Quella storia e quell'epoca sono sempre state la mia passione perché gli anni '50 sono stati uno dei pochi periodi in cui, grazie al giornalismo combattente e impegnato, abbiamo assistito ad un profondo e radicale cambiamento del mondo e del modo di pensare della gente. Infatti, fino a quando non venne attaccato da Murrow, il senatore McCarthy era sempre stato intoccabile. Per questo motivo, quello fu uno dei rari momenti della nostra storia nei quali il coraggio di qualcuno riuscì veramente a fare la differenza. Vedo in più molte somiglianze con gli errori che si commettono oggi, sfruttando la paura per limitare la nostra libertà. Mi sembra il momento giusto per parlare anche della responsabilità dell'informazione.


 


Crede che sia cambiata ulteriormente l'inforamazione dopo l'11 settembre?


Non credo più di tanto. Anche prima purtroppo il monopolio è in mano alla televisione. Amo la televisione, sono cresciuto in sua compagnia, ma credo che abbia delle enormi responsabilità. In fondo il film tratta di un programma televisivo che ha cambiato il modo di pensare e d'intendere la libertà civile. Murrow è stato un autentico eroe americano, una leggenda dei suoi tempi, anche se ormai sono in pochi quelli che si ricordano di lui. L'informazione era chiamata il quarto potere e il suo vero compito è controllare gli altri poteri. Non è solo un diritto, ma una responsabilità.
----
### Compito da svolgere
Copia senza alcuna modifica il passo dell'intervista su Murrow e McCarthy che si apre con le parole "Quella storia e" e si chiude con "della responsabilità dell'informazione.".

### Dati raccolti
----
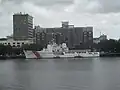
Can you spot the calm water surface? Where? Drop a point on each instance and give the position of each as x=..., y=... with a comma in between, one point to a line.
x=60, y=74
----
### Risposta corretta
Quella storia e quell'epoca sono sempre state la mia passione perché gli anni '50 sono stati uno dei pochi periodi in cui, grazie al giornalismo combattente e impegnato, abbiamo assistito ad un profondo e radicale cambiamento del mondo e del modo di pensare della gente. Infatti, fino a quando non venne attaccato da Murrow, il senatore McCarthy era sempre stato intoccabile. Per questo motivo, quello fu uno dei rari momenti della nostra storia nei quali il coraggio di qualcuno riuscì veramente a fare la differenza. Vedo in più molte somiglianze con gli errori che si commettono oggi, sfruttando la paura per limitare la nostra libertà. Mi sembra il momento giusto per parlare anche della responsabilità dell'informazione.